[Extracted records]

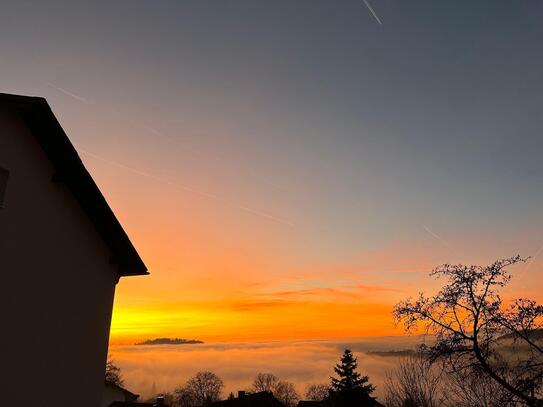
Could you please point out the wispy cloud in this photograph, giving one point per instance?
(188, 189)
(372, 11)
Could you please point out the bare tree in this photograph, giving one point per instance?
(415, 382)
(317, 391)
(469, 322)
(202, 389)
(264, 382)
(113, 373)
(286, 393)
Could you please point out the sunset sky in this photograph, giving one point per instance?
(289, 169)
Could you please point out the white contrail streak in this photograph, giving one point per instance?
(532, 259)
(185, 188)
(66, 92)
(370, 8)
(436, 236)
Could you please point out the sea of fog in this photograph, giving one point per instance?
(148, 369)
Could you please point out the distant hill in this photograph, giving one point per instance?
(169, 341)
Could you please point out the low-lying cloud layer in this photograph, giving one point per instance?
(162, 368)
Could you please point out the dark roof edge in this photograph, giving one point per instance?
(40, 119)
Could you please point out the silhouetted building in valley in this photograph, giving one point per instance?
(347, 398)
(260, 399)
(113, 392)
(62, 252)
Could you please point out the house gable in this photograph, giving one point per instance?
(37, 116)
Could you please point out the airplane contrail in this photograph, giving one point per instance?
(532, 259)
(436, 236)
(189, 189)
(370, 8)
(66, 92)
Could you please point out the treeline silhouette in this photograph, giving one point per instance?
(481, 352)
(348, 388)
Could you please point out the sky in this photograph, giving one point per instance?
(289, 170)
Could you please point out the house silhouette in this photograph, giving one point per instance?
(62, 252)
(260, 399)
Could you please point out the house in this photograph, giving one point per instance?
(62, 252)
(348, 398)
(113, 392)
(260, 399)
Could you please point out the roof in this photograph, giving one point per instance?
(261, 399)
(128, 394)
(38, 116)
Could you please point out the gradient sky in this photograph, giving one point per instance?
(290, 169)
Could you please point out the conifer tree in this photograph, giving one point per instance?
(349, 378)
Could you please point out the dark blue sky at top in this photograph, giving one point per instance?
(433, 118)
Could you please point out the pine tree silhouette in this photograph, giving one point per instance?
(349, 378)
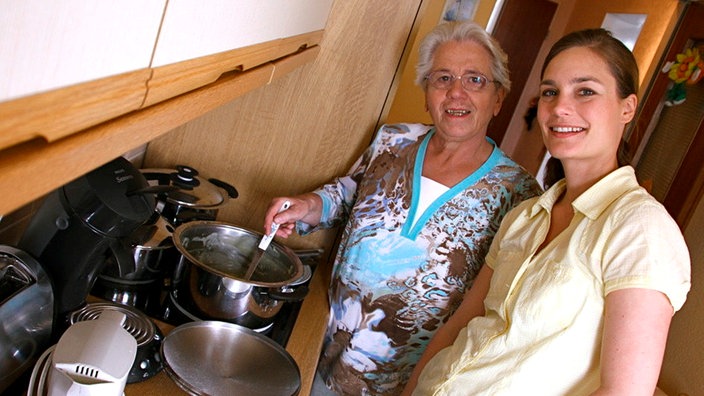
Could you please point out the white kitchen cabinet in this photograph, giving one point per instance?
(78, 86)
(48, 45)
(200, 41)
(194, 28)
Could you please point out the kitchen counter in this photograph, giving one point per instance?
(304, 344)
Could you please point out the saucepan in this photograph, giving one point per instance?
(218, 255)
(218, 358)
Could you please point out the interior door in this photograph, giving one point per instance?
(670, 139)
(521, 29)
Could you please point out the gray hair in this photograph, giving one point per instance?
(461, 31)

• _TASK INSTRUCTIONS_
Copy exactly the line that contains "Could you please point out the kitchen" and every line after it, up to and including the last line of the records.

• _COMPLETED TASK_
Could you please point out the kitchen counter in this photograph, giving one point per instance?
(304, 344)
Could you please point out the saucepan in this photograph, giving one point per instance?
(218, 255)
(218, 358)
Could you please point out the interior door in this photograph, giving one point per instance?
(670, 139)
(521, 29)
Could you please point out the gray hair in this photograph, giving one point per instance?
(461, 31)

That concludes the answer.